* **WHAT THE TASK REQUIRES**
Repeat precisely, and only, the lines between the line containing "the dry vegetation" and the end of the listing below, both ends included.

━━━ MATERIAL FOR THE TASK ━━━

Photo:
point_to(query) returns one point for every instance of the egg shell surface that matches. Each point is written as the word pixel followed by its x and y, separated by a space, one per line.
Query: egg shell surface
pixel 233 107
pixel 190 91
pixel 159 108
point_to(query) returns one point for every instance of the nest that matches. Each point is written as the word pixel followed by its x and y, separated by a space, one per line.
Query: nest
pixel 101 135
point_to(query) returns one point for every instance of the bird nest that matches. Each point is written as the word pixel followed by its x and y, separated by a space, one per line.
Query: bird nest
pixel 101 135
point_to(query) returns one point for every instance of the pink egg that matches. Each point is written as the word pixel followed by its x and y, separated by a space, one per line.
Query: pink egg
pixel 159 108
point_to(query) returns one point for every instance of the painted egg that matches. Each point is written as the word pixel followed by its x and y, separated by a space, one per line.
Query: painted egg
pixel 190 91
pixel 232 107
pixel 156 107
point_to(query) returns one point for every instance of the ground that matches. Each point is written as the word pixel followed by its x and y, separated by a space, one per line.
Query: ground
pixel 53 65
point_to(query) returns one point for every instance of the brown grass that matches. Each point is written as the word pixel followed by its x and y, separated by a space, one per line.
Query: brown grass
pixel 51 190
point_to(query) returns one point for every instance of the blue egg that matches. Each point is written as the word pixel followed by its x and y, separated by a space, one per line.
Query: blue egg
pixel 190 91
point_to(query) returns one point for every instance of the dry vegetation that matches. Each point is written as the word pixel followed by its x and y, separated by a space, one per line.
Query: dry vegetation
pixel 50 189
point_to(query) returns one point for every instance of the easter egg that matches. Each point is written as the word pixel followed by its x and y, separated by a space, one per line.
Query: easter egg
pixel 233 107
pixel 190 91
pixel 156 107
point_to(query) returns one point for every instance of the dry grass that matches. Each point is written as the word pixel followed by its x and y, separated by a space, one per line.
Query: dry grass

━━━

* **TASK SOLUTION**
point_to(query) returns one point for every instance of the dry vegetation that matches. Each point is written as the word pixel followed by its x and y, separated by a space, one per line.
Query: dry vegetation
pixel 50 189
point_to(query) returns one point for every instance of the easter egg that matches. Each point is written as the word pixel followed by its x and y, separated by a space, one per line.
Query: easter egg
pixel 233 107
pixel 190 91
pixel 156 107
point_to(query) returns one point for every instance of the dry grass that matches. Each point is written as the word pixel followed by its x and y, separated by a space, one per line.
Query: dry grass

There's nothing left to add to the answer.